**** Source extract

[SOLVED] Find the most recent article in a group and stream the result to disk

Find the most recent article in a group and stream the result to disk

I have

from pathlib import Path
import polars as pl

inDir   = r"E:\Personal Projects\tmp\tarFiles\result2"
outDir  = r"C:\Users\Akira\Documents"
inDir   = Path(inDir)
outDir  = Path(outDir)

schema = {"name"        : pl.String,
          "dateModified": pl.String,
          "identifier"  : pl.UInt64,
          "url"         : pl.String,
          "html"        : pl.String}

lf = pl.scan_ndjson(inDir / "*wiktionary*.ndjson", schema=schema)
lf = lf.group_by(["url"]).agg(pl.max("dateModified").alias("dateModified"))
lf.sink_ndjson(outDir / "out.ndjson",
               maintain_order=False,
               engine="streaming")

I have many ndjson files that together contain millions of of json objects, each of which has the form of a dict. I would like to group by "url" and pick the json with the most recent "dateModified". In above code, only "url" and "dateModified" remain.

Could you explain how to keep selected columns, e.g., "name" and "html"?

********
**** Material provided

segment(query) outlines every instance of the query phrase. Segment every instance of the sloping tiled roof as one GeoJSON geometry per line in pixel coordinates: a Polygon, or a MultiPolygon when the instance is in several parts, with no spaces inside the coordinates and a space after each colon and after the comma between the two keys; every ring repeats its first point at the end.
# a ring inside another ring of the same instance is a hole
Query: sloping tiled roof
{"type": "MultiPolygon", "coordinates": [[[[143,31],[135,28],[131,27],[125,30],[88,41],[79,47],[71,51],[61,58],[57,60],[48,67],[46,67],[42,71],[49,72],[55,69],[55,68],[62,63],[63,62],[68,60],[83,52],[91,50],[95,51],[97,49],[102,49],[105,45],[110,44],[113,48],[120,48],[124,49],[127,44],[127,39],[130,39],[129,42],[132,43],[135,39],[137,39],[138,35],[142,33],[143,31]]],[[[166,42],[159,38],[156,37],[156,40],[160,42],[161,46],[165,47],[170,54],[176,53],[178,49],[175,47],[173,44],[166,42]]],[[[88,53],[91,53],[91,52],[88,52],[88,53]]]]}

********

**Problems to solve**
**A)** According to the polars forum post, which columns remain in the output of the posted code?
**B)** Translate this sentence from the polars forum post into Spanish: "I would like to group by "url" and pick the json with the most recent "dateModified"."
**C)** Extend the forum post about finding the most recent article per group with polars, picking up after its last sentence.
The data above comes from a separate source.

**Answers per task**
**A)** Only "url" and "dateModified" remain.

**B)** Me gustaría agrupar por "url" y elegir el json con el "dateModified" más reciente.

**C)**
Solution

Assuming "name" and "html" are the same for each "url", just add them to the aggregations:

lf = lf.group_by(["url"]).agg(pl.max("dateModified"),
                              pl.col("name"),
                              pl.col("html"))

If not, you will need to join them on the grouped dataframe afterwards:

lf_group = lf.group_by(["url"]).agg(pl.max("dateModified"))
lf_group = lf_group.join(lf, on=["url", "dateModified"], how="left")

To debug the OOM, you can set/try the following to get more info:

# Set env variables
os.environ["POLARS_VERBOSE"] = "1"
os.environ["POLARS_TRACK_METRICS"] = "1"

# Check Polars query engine output
lf.explain(streaming=True)
lf.show_graph(plan_stage="physical", engine="streaming")